* _Work instructions_:
1. Print the annotation-preparation guide word for word, from "General usage¶" to "reference genome sequence.".
2. Carry on the annotation-preparation guide from the point where it stops.

* _Text segment_:
%%

How to prepare annotations¶
Run this once for any given reference genome, as long as the package version and its dependencies remain the same.
General usage¶
prepare-rpbp-genome [options] config
For all options, consult the API for prepare-rpbp-genome. See also How to add a config file.
Required input¶
Reference annotations¶
A reference GTF annotation (with a gtf extension) for your genome, with transcript, exon, and CDS features (start_codon and stop_codon features are not required). The attribute field must include transcript_id and gene_id, and optionally transcript_biotype, gene_name, and gene_biotype. The annotation must match the version of the reference genome sequence.
Caution
The GTF/GFF2 format does not include the stop codon in the terminal exon, i.e. the stop codon is not included in the CDS.
Reference genome sequence¶
The input FASTA file for your genome including top level sequences, but excluding haplotypes, e.g. the primary assembly file from Ensembl. The identifiers must match those in the GTF annotation file.
Ribosomal sequence¶
A separate FASTA file with ribosomal DNA (rDNA) sequences which are generally not included in the genome assembly. This is used for in silico rRNA removal. This file can also include other sequences to filter out, .e.g pre-rRNA, tRNA. We typically include the following
The large and small ribosomal subunit sequences, e.g. from NCBI.

%%

Dataset entries:
%%

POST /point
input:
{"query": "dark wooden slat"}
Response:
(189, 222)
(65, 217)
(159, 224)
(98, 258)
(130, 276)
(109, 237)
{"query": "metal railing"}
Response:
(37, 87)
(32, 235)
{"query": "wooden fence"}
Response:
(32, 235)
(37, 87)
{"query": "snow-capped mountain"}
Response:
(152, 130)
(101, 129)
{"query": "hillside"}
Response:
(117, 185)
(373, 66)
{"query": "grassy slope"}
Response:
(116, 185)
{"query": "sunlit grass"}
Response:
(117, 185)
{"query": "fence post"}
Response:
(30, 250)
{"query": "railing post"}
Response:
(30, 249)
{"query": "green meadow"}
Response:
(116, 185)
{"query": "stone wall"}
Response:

%%
%%

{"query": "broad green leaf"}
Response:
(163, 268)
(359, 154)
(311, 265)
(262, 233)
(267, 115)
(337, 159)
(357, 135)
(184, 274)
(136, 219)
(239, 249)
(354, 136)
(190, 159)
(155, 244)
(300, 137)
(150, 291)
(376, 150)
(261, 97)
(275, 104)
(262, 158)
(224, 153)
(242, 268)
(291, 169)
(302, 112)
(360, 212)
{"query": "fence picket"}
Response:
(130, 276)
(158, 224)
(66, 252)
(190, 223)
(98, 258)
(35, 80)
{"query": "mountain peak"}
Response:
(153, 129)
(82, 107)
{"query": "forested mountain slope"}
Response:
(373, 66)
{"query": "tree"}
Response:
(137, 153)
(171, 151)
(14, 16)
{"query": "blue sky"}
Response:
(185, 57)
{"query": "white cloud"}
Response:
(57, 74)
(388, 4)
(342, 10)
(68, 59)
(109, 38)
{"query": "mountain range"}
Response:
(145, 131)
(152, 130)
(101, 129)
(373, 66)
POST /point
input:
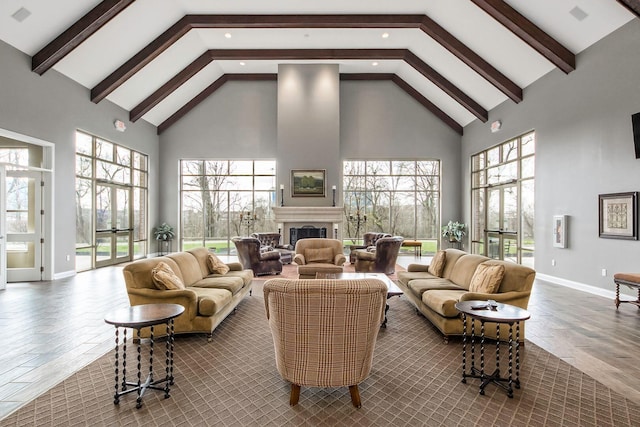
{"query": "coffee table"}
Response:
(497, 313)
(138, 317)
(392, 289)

%%

* _Responses by task_:
1.
General usage¶
prepare-rpbp-genome [options] config
For all options, consult the API for prepare-rpbp-genome. See also How to add a config file.
Required input¶
Reference annotations¶
A reference GTF annotation (with a gtf extension) for your genome, with transcript, exon, and CDS features (start_codon and stop_codon features are not required). The attribute field must include transcript_id and gene_id, and optionally transcript_biotype, gene_name, and gene_biotype. The annotation must match the version of the reference genome sequence.

2.
The genomic tRNA sequences e.g. from GtRNAdb.
Mt_rRNA, Mt_tRNA and rRNA genes from BioMart. Select options for the “Gene type” filter. For “Attributes”, select “Sequences”, and then specifically “Exon sequences”. Additionally, including the “Gene type” in the header can be helpful for quality control.
Expected output¶
Output files are written in the BED, FASTA, or TAB-delimited formats.
The base path for the following file is: <genome_base_path>
<genome_name>.annotated.bed.gz. Annotated transcripts in BED12+ format.
The base path for the following files is: <genome_base_path>/transcript-index
<genome_name>.transcripts.annotated.fa. Annotated transcript sequences in FASTA format.
<genome_name>.orfs-genomic[.orf_note].bed.gz. Putative Ribo-seq ORFs in BED12+ format. See More about annotations for details.
<genome_name>.orfs-exons[.orf_note].bed.gz. Putative Ribo-seq ORF exons in BED6+ format. The extra columns are exon_index, giving the order of the exon in the transcript, and transcript_start, giving the start position of that index in transcript coordinates.
<genome_name>.orfs-labels[.orf_note].tab.gz. Putative Ribo-seq ORF categories and compatible transcripts in TAB-delimited format. See More about annotations for details.
Note
If a de_novo_gtf file is provided, the last three output files are split into annotated and de-novo. The files used by the pipeline, as described above, are the “concatenation” of the respective annotated and de-novo files. In addition, de-novo transcript BED and FASTA files are created. A new GTF file, created by concatenating gtf and de_novo_gtf, is written to genome_base_path. This file may contain repeated features. For mapping with STAR, this is generally not a problem, but it can be for abundance estimation, cf. Ribotools documentation.